Problems and tasks →
1. In the Office action excerpt, rewrite the passage starting with "Claims 3-5 and" and going on through "(2017).; hereafter: Kocaoglu).", substituting "the CausalGAN reference" for "Kocaoglu".
2. Answer these questions from the Office action excerpt:
(a) Claim 20 recites a computer system that implements the method of which claim?
(b) Which claims are rejected under 35 U.S.C. 103?
(c) In what year was the Kocaoglu arXiv preprint published?

Document excerpt section start

Regarding Claim 19, Claim 19 recites a computer program embodied on computer-readable storage that implements the methods of Claim 1. Therefore, the rejection of Claim 1 is equally applied (Page 7: Simulation Settings: suggests that the methods described are implemented on a computer system with a computer program.).
Regarding Claim 20, Claim 20 recites a computer system that implements the method of Claim 1. Therefore, the rejection of Claim 1 is equally applied (Page 7: Simulation Settings: suggests that the methods described are implemented on a computer system with a computer program.).

Claim Rejections - 35 USC § 103
The following is a quotation of 35 U.S.C. 103 which forms the basis for all obviousness rejections set forth in this Office action:
A patent for a claimed invention may not be obtained, notwithstanding that the claimed invention is not identically disclosed as set forth in section 102, if the differences between the claimed invention and the prior art are such that the claimed invention as a whole would have been obvious before the effective filing date of the claimed invention to a person having ordinary skill in the art to which the claimed invention pertains. Patentability shall not be negated by the manner in which the invention was made.

Claims 3-5 and 7-16 are rejected under 35 U.S.C. 103 as being unpatentable over Lee as applied to claims above, and further in view of Kocaoglu, Murat, et al. "Causalgan: Learning causal implicit generative models with adversarial training." arXiv preprint arXiv:1709.02023 (2017).; hereafter: Kocaoglu).
Regarding Claim 3, Lee teaches: the method of claim 1, but does not explicitly disclose wherein the observed data points comprise a first group of the data points which do not include the effect of at least one manipulation, and a second group of said data points which do include the effect of the at least one manipulation.

Document excerpt section end
Provided records section start

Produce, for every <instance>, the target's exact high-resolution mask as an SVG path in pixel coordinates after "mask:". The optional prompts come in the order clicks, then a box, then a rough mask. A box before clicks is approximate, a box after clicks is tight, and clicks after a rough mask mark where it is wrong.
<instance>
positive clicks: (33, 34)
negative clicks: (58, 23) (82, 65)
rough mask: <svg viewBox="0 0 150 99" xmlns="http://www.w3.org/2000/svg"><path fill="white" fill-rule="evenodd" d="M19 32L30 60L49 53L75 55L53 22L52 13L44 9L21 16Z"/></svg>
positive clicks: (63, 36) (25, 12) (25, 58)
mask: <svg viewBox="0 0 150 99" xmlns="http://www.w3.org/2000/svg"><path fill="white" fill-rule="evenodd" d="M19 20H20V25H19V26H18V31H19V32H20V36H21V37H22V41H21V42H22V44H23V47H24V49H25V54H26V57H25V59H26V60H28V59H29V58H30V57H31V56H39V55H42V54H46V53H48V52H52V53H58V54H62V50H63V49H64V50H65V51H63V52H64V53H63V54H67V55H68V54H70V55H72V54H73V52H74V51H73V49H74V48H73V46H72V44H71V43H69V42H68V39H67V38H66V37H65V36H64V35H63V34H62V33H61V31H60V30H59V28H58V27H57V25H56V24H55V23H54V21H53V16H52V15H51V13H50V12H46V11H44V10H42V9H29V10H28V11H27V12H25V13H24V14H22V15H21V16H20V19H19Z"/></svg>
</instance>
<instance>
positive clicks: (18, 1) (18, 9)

Provided records section end

Your responses →
1.
Claims 3-5 and 7-16 are rejected under 35 U.S.C. 103 as being unpatentable over Lee as applied to claims above, and further in view of the CausalGAN reference, Murat, et al. "Causalgan: Learning causal implicit generative models with adversarial training." arXiv preprint arXiv:1709.02023 (2017).; hereafter: the CausalGAN reference).

2.
(a) Claim 1
(b) Claims 3-5 and 7-16
(c) 2017